Given information
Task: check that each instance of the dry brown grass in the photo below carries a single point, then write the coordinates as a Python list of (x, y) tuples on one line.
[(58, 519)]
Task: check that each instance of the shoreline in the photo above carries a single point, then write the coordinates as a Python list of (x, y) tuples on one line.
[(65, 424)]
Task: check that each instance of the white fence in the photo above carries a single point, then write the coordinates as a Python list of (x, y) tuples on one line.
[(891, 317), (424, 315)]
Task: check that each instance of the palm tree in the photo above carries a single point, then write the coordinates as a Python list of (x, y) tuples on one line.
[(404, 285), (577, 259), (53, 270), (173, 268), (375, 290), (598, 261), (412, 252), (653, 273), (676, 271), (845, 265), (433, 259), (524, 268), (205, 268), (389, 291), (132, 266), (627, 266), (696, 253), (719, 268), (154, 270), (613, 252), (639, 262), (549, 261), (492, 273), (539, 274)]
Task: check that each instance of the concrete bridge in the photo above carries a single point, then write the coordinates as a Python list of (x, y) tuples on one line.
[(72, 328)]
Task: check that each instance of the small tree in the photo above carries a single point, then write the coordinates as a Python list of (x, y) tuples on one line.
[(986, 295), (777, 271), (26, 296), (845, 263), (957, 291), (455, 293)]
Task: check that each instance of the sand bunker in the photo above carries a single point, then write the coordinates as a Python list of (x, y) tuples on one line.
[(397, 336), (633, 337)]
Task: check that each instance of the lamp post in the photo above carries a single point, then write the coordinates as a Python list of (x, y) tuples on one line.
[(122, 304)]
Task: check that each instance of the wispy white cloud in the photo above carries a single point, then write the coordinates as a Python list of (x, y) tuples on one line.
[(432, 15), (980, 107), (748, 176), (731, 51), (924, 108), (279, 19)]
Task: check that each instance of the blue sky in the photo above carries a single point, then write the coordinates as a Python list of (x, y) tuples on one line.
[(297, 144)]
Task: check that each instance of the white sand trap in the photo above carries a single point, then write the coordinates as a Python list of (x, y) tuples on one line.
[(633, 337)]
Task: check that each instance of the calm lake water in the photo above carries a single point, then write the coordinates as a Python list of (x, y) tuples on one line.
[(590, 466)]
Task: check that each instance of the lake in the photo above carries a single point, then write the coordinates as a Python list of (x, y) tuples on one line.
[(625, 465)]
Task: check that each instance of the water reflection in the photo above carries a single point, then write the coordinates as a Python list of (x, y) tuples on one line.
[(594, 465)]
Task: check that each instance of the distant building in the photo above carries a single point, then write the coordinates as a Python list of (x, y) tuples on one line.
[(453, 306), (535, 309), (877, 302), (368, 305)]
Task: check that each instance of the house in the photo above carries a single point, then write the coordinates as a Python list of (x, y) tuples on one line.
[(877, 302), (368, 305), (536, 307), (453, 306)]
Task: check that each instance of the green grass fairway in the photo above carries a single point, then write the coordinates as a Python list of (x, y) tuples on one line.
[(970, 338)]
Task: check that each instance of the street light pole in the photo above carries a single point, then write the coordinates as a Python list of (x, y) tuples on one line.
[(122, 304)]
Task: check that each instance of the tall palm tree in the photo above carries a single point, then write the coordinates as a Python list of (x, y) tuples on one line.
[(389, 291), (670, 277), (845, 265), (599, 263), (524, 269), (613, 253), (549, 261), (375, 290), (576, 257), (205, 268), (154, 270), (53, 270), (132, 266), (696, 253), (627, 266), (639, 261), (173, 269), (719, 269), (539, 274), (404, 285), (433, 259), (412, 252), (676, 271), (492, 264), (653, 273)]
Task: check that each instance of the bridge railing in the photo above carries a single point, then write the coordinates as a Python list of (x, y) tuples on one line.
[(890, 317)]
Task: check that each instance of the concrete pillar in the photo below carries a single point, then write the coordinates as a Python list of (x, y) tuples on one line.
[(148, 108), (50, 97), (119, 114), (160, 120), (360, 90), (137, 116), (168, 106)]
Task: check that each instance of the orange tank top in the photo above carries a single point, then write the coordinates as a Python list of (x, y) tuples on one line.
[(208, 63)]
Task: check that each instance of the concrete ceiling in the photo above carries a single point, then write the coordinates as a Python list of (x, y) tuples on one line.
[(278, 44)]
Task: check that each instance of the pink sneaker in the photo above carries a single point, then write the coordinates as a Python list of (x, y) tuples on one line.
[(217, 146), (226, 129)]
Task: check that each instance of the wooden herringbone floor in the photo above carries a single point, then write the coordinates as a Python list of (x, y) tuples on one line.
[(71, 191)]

What the task asks
Nothing in the records should be left out; write all of them out again exactly.

Written solution
Task: check that each instance of the dry brown grass in the photo below carries a single point, then write the coordinates as a Python list of (x, y) tuples on one line.
[(58, 519)]
Task: check that each instance of the shoreline in the photo above carries a single point, then write the coordinates as a Python list of (x, y) tuples on one line.
[(65, 424)]
Task: check that each instance of the white fence in the photo above carries a single point, then write the coordinates as a Python list of (x, y) tuples on one line.
[(891, 317), (424, 315)]
Task: check that each instance of the palm tree in the photo above carries a single point, then write the coordinates as a Python list of (x, y) tuples on one line.
[(404, 285), (577, 259), (53, 270), (173, 268), (375, 290), (598, 261), (412, 252), (653, 273), (676, 271), (845, 265), (433, 259), (524, 268), (205, 268), (389, 291), (132, 266), (627, 266), (696, 253), (719, 268), (154, 270), (613, 252), (639, 262), (549, 261), (492, 273), (539, 274)]
Task: check that each instance of the concrete bridge in the photo above carries a single point, then write the coordinates as a Python list of (x, y) tuples on one line.
[(72, 328)]
Task: check that each instance of the small tree in the photo above carries a single point, then write the coordinates as a Python list of (x, y) tuples on one line.
[(986, 295), (777, 271), (26, 296), (845, 263), (957, 291), (455, 293)]
Task: check that each instance of the sand bunker in the photo above carries a single point, then write the coordinates as a Python list of (x, y) tuples on one line.
[(397, 336), (633, 337)]
Task: check that each instance of the lamp post in the photo above carries a single point, then write the coordinates as a Python list of (x, y) tuples on one line.
[(122, 304)]
Task: check that each instance of the wispy white cloud in the photo above carries a single point, then write the coordinates as a Python list of (x, y) tuples on one line.
[(432, 15), (980, 107), (748, 176), (731, 51), (924, 108), (279, 19)]
Task: check that each instance of the blue sky in the photo above carries a single point, then write the coordinates as a Python list of (x, y) tuples on one line.
[(297, 144)]
Task: check that each instance of the white sand trap in the photo above carries a single point, then write the coordinates as a Python list of (x, y) tuples on one line.
[(633, 337)]
Task: check that each instance of the calm lake water in the photo above carries a single point, then write the coordinates as a Python list of (x, y) tuples on one line.
[(590, 466)]
Task: check that each instance of the lake in the photo above carries a single point, then write the coordinates as a Python list of (x, y) tuples on one line.
[(625, 465)]
Task: check that each instance of the water reflection in the photo above carries a single point, then write the coordinates as a Python list of (x, y) tuples on one line.
[(594, 465)]
Task: check that each instance of the distant building in the photo above carries a single point, then write the coordinates as a Python list of (x, y) tuples on one line.
[(453, 306), (535, 309), (877, 302), (368, 305)]
Task: check that each instance of the house in the photo above carries a single point, then write the coordinates as a Python list of (x, y) tuples on one line.
[(877, 302), (368, 305), (536, 307), (453, 306)]
Task: check that each instance of the green grass fairway in the photo above carries a single point, then write the coordinates as a Python list of (x, y) tuples on one line.
[(970, 338)]
Task: check that each instance of the street light pole in the photo above carries a single point, then write the coordinates as a Python list of (x, y) tuples on one line.
[(122, 304)]
Task: check that each instance of the tall palm tree in the photo above carries a single point, then write the coordinates as a Python list of (x, y) tuples on one line.
[(389, 291), (670, 277), (845, 265), (599, 263), (524, 269), (613, 253), (549, 261), (375, 290), (576, 257), (205, 268), (154, 270), (53, 270), (132, 266), (696, 253), (627, 266), (639, 261), (173, 269), (719, 269), (539, 274), (404, 285), (433, 259), (412, 252), (676, 271), (492, 264), (653, 273)]
Task: check that each instance of the bridge railing in the photo above carries a single point, then write the coordinates as a Python list of (x, y) tuples on one line.
[(890, 317)]
Task: check that each instance of the concrete pillar in the photo below carries a single point, then write the coordinates as a Python list of (x, y) tuples on one line.
[(148, 108), (50, 97), (119, 114), (160, 120), (360, 90), (137, 116), (168, 106)]
Task: check that each instance of the orange tank top in the photo above carries a single point, then write the coordinates as a Python list of (x, y) tuples on one line.
[(208, 63)]
Task: check that each instance of the concrete ceiling in the photo above carries a single point, then write the coordinates as a Python list of (x, y) tuples on one line.
[(278, 44)]
Task: check that each instance of the pink sneaker in the photo above carries a single point, then write the coordinates as a Python list of (x, y) tuples on one line.
[(217, 146), (226, 129)]
Task: check that each instance of the wooden herringbone floor in the photo above carries a single point, then write the coordinates as a Python list of (x, y) tuples on one line.
[(71, 191)]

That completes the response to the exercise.